Study text
####################

The role, like her subsequent Hollywood films, played up her physical charms and minimized dialogue because of her limited command of English.
In 1966, she supported Frank Sinatra in the action film “Assault on a Queen” and then played an Italian nurse — again in a bikini — in the tepid comedy “Not With My Wife, You Don’t!” opposite Tony Curtis and George Scott.
“With Jack Lemmon I was a great success,” Lisi told the New York Times decades later. “But you know, they would say, ‘Lisi’s beautiful.’ And I would add, ‘Yes, but she’s also an actress.’”
Her ambitions toward more dramatic work went unfulfilled, at least in Hollywood. She turned down roles that emphasized her sexpot allure, including the lead in director Roger Vadim’s randy sci-fi adventure “Barbarella” (1968). Jane Fonda got the part.
Back in Italy, Lisi won a starring role in the well-received Italian comedy “The Birds, the Bees and the Italians” (1966) and gradually found meatier parts in a career that spanned more than 100 films and TV shows.
Her most acclaimed performance was in “Queen Margot” (1994) as the politically scheming Catherine de’ Medici, the Italian noblewoman who became queen of France in the mid-16th century.
The historical spectacle, which co-starred Isabelle Adjani as Catherine’s daughter, was generally regarded by critics as excessively violent and dramatically overripe. But Lisi, who was rendered almost unrecognizable by unflattering makeup and fat padding, was lauded for her riveting portrayal of evil.

####################

Collected data entries
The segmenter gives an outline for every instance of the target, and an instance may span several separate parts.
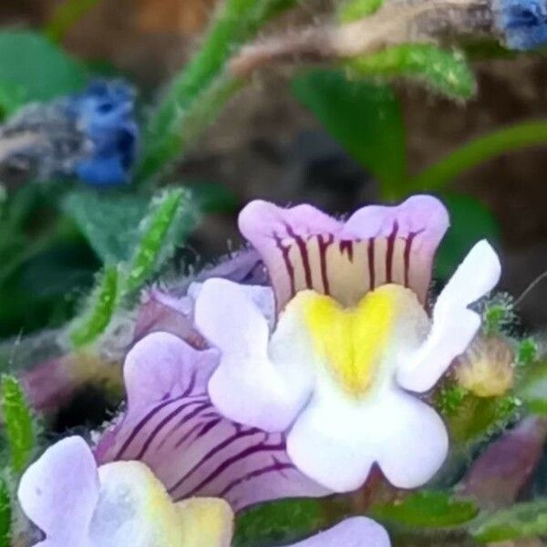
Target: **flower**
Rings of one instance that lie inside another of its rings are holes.
[[[222,500],[173,503],[138,461],[97,467],[79,437],[49,448],[25,472],[21,507],[44,547],[228,547],[232,513]]]
[[[268,269],[278,316],[272,329],[241,285],[205,281],[194,314],[221,352],[208,386],[214,407],[286,436],[294,465],[331,490],[359,488],[375,463],[397,487],[426,483],[449,439],[418,395],[478,332],[469,305],[499,280],[493,249],[471,249],[429,316],[433,258],[449,226],[435,198],[365,207],[345,222],[309,205],[253,201],[239,223]]]
[[[547,45],[547,5],[542,0],[493,0],[496,26],[511,49]]]
[[[216,349],[170,333],[138,342],[124,364],[127,411],[101,436],[98,461],[142,461],[175,501],[220,497],[235,511],[331,493],[295,469],[283,433],[234,423],[212,405],[207,385],[218,364]]]
[[[173,503],[141,462],[98,468],[79,437],[49,448],[26,470],[18,490],[25,513],[45,533],[43,547],[228,547],[233,513],[218,499]],[[348,519],[294,547],[388,547],[369,519]]]
[[[66,108],[90,143],[76,163],[76,174],[98,186],[127,182],[139,138],[132,88],[120,81],[98,81],[69,98]]]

####################

About this exercise
Repeat, word for word, the part of the passage on Lisi's film career that opens with the words "Her ambitions toward" and closes with "and TV shows.".

Answer to this exercise
Her ambitions toward more dramatic work went unfulfilled, at least in Hollywood. She turned down roles that emphasized her sexpot allure, including the lead in director Roger Vadim’s randy sci-fi adventure “Barbarella” (1968). Jane Fonda got the part.
Back in Italy, Lisi won a starring role in the well-received Italian comedy “The Birds, the Bees and the Italians” (1966) and gradually found meatier parts in a career that spanned more than 100 films and TV shows.